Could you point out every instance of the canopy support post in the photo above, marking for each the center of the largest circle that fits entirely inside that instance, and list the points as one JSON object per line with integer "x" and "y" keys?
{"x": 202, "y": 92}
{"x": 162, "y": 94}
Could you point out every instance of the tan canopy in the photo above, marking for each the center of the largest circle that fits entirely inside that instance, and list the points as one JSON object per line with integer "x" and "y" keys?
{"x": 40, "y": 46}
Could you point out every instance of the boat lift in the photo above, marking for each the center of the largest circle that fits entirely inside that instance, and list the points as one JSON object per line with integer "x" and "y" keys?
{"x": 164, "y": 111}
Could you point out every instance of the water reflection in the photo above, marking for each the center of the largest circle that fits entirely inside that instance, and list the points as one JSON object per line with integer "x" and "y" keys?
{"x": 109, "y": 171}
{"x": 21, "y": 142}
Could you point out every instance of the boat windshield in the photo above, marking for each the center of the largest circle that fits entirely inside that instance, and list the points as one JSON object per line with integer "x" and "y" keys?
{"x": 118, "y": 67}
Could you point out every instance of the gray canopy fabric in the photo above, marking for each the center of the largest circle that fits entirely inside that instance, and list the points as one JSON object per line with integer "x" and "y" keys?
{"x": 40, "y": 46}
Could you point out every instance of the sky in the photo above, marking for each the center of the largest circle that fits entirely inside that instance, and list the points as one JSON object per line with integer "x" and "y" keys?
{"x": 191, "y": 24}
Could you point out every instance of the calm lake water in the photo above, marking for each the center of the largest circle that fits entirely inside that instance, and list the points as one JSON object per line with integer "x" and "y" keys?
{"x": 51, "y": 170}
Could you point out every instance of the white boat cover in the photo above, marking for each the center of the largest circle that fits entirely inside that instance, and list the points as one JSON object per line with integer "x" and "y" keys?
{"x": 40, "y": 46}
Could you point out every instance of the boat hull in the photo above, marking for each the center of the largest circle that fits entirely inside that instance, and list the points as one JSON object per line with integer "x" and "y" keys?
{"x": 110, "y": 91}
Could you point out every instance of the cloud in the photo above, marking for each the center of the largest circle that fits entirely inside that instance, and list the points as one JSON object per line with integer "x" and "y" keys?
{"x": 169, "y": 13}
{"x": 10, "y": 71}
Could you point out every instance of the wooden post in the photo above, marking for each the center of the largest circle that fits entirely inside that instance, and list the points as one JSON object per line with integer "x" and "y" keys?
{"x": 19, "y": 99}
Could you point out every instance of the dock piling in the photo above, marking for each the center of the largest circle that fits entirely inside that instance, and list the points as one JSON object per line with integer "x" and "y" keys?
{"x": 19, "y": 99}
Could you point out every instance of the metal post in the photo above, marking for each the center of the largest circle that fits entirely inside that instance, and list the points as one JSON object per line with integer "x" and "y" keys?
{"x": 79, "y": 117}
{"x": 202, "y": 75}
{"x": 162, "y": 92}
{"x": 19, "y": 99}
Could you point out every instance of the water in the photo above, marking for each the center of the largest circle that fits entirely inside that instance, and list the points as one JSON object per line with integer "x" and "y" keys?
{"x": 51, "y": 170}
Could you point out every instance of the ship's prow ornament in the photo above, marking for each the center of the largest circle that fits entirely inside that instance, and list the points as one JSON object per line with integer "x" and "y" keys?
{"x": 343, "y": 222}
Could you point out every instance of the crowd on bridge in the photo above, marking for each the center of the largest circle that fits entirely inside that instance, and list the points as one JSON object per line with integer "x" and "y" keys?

● Aim of the exercise: Convert the records into a Markdown table with the columns Row and Line, starting with the line that contains "Could you point out every instance of the ship's" and going on through the end of the records. Number each row, give only those lines, and omit blank lines.

● Solved exercise:
| Row | Line |
|---|---|
| 1 | Could you point out every instance of the ship's prow ornament in the photo above, marking for each the center of the largest circle that fits entirely inside that instance, and list the points as one JSON object per line with integer "x" and "y" keys? |
| 2 | {"x": 343, "y": 222} |
| 3 | Could you point out every instance of the crowd on bridge in the photo above, marking for each the center of the largest circle that fits entirely inside that instance, and list the points as one JSON object per line with integer "x" and "y" keys? |